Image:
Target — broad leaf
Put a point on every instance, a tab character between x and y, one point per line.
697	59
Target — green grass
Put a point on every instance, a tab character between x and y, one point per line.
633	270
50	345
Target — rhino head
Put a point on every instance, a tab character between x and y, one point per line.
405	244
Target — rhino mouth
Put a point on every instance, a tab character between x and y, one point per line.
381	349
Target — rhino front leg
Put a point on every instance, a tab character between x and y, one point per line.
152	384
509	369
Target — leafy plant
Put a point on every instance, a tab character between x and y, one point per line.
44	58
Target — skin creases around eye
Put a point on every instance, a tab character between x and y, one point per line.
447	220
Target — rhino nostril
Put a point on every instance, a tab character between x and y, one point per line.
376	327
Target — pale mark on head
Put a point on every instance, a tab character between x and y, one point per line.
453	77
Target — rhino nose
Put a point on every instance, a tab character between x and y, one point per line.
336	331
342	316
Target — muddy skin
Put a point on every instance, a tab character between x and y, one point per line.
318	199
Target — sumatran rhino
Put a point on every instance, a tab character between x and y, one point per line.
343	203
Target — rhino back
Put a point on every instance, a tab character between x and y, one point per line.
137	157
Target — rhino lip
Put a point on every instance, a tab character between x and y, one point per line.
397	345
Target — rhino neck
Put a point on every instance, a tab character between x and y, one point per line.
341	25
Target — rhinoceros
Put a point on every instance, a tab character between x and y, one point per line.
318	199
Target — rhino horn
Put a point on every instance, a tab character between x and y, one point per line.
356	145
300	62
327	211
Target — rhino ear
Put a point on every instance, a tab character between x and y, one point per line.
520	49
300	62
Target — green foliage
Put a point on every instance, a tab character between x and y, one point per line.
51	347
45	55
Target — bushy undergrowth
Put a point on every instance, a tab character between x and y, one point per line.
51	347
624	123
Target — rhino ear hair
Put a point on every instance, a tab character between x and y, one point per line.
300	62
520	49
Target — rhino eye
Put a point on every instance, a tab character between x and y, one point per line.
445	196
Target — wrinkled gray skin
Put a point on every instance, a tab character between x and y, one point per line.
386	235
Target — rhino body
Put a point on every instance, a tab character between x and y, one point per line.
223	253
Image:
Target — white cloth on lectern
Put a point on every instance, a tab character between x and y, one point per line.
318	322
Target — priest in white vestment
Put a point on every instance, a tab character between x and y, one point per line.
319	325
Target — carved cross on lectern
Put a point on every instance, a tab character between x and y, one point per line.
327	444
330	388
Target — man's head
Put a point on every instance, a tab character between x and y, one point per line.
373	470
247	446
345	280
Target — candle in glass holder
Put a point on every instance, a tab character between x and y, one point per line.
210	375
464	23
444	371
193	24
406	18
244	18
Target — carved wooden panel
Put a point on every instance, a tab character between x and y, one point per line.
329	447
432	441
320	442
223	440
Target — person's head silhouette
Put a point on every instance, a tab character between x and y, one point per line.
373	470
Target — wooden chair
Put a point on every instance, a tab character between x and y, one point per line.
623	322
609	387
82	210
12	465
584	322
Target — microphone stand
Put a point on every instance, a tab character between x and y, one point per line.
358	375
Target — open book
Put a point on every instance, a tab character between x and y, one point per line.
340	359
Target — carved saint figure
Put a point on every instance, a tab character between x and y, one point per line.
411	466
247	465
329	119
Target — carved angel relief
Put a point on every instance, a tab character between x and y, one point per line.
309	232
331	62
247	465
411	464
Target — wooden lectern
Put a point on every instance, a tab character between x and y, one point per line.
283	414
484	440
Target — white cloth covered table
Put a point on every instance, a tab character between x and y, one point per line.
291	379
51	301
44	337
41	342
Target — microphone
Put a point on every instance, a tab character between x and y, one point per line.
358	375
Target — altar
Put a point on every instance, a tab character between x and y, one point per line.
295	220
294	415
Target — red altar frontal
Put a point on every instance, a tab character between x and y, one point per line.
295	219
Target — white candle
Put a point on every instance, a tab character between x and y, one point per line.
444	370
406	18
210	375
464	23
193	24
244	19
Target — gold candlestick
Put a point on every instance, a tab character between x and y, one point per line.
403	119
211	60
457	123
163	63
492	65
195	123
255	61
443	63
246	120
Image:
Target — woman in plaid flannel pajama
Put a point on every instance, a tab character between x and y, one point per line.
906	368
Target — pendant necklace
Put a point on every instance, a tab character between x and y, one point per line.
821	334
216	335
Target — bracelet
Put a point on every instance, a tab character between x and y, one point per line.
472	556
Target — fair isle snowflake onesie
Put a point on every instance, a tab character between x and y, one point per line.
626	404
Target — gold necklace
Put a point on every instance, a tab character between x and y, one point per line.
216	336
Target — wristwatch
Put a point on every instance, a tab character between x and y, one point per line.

=-=-=-=-=

#### What the exercise asks
Reproduce the material precisely, including every line.

#### Written solution
Image:
Target — broad leaf
Put a point on every instance, a tab character between x and y, one point per line.
697	59
Target — green grass
Put a point on every instance, a tab character between x and y, one point per line.
633	270
50	345
Target — rhino head
Put a point on every instance, a tab character between x and y, one point per line.
405	244
Target — rhino mouth
Put a point on every instance, a tab character between x and y, one point per line.
381	349
Target — rhino front leg
Put a point on every instance, a tab character between x and y, one point per line.
152	384
509	369
Target — leafy plant
Put a point on every instance, a tab character between x and y, one point per line.
44	58
Target — skin creases around eye
Put a point on every instance, a tab character between x and y, one point per line.
447	220
Target — rhino nostril
Put a point on every instance, a tab character between x and y, one point per line.
376	327
Target — pale mark on head
Put a point on every instance, a tab character between x and y, one point per line.
453	77
Target — rhino nose
Put a point on every instance, a tab character between x and y, one point per line.
336	331
342	316
Target — muddy skin
Put a point on every instance, a tab character between x and y, one point per line.
318	199
Target — sumatran rhino
Put a point on every instance, a tab character between x and y, one point per line.
343	203
Target — rhino back
Put a point on every instance, a tab character between x and y, one point per line.
137	157
Target — rhino lip
Put a point on every instance, a tab character between x and y, one point per line.
397	345
Target — rhino neck
Put a point on every instance, a tab character between x and y, one point per line.
341	25
Target — rhinoceros
Put a point on every instance, a tab character between x and y, one point per line.
318	199
Target — rhino horn
Put a point on every instance, a tab character between x and y, one point per line.
356	145
300	62
327	211
Target — rhino ear
Put a point on every instance, a tab character between x and y, one point per line.
520	49
300	62
Target — green foliage
Put a point on every instance, a tab character between x and y, one point per line.
51	347
45	55
Target — bushy undergrowth
Put a point on every instance, a tab character between x and y, one point per line.
51	347
624	123
Target — rhino ear hair
Put a point on every instance, a tab character between x and y, one point per line.
300	62
520	49
Target — rhino eye
Put a point on every instance, a tab character between x and y, one point per line.
445	196
Target — wrinkled gray skin
Put a point on every instance, a tab character between x and y, one point per line.
386	235
Target — rhino body
Put a point on every instance, a tab character between x and y, one point per line.
223	253
Image:
Target — white cloth on lectern
Put a point on every instance, a tab character between x and y, one point per line.
318	322
Target — priest in white vestment
Put a point on every instance, a tab character between x and y, one point per line.
319	325
Target — carved cross on lectern
Put a point on every instance, a tab character between x and y, one point per line.
327	444
330	388
Target — man's head
Put a point on every instance, a tab character between x and y, one point per line.
373	470
247	446
345	280
Target — candle in glass holder
Put a point on every instance, a tab character between x and y, one point per line.
210	375
464	23
444	371
193	24
406	18
244	18
Target — carved wooden panel
Put a point on every instance, a tab character between x and y, one point per line.
329	447
432	441
320	442
223	440
Target — person's head silhouette
Put a point on every instance, a tab character between x and y, one point per line.
373	470
Target — wooden chair
Put a point on every instance, a tab character between x and y, one point per line.
623	322
609	387
82	210
12	465
584	322
Target — microphone stand
Put a point on every instance, a tab character between x and y, one point per line.
358	375
Target — open book
Put a point on every instance, a tab character between x and y, one point per line.
340	359
Target — carved saint figure
Put a point on every instance, a tab character between x and y, one point per line.
411	466
247	465
329	119
Target — carved angel relief
Put a point on every instance, a tab character between x and y, one point per line.
309	232
331	62
247	465
411	464
Target — wooden lectern
Put a point on every instance, a tab character between x and y, one point per line.
283	414
484	440
Target — white cloth covered table
Put a point on every instance, a tab character between x and y, one point per line.
291	379
51	301
44	337
41	342
Target — microphone
Put a point on every instance, a tab character between x and y, one point per line.
358	375
Target — altar
Put a point on every instance, a tab character between x and y, one point per line.
295	220
294	415
Target — red altar frontal
Put a point on every instance, a tab character between x and y, one point per line.
295	219
Target — white candle
Put a point on every instance, a tab character between x and y, one point per line.
444	370
406	18
210	375
464	23
193	24
244	19
Target — gold candlestick
Put a point on every instance, a tab character between x and y, one point per line.
403	119
211	60
457	123
163	63
492	65
195	123
255	61
443	63
246	120
Image:
Target — woman in plaid flannel pajama
Put a point on every instance, a tab character between x and y, one point per line.
906	368
Target — pendant necklace
Put a point on every instance, a tab character between x and y, one point per line.
821	334
216	335
Target — bracelet
Put a point on every instance, a tab character between x and y, one point per line.
472	556
Target — fair isle snowflake onesie
Put a point on every instance, a tab character between x and y, one point per line.
626	404
Target — gold necklace
Put a point on every instance, a tab character between x and y, one point per line.
216	336
Target — wristwatch
Put a point on every instance, a tab character between x and y, one point per line.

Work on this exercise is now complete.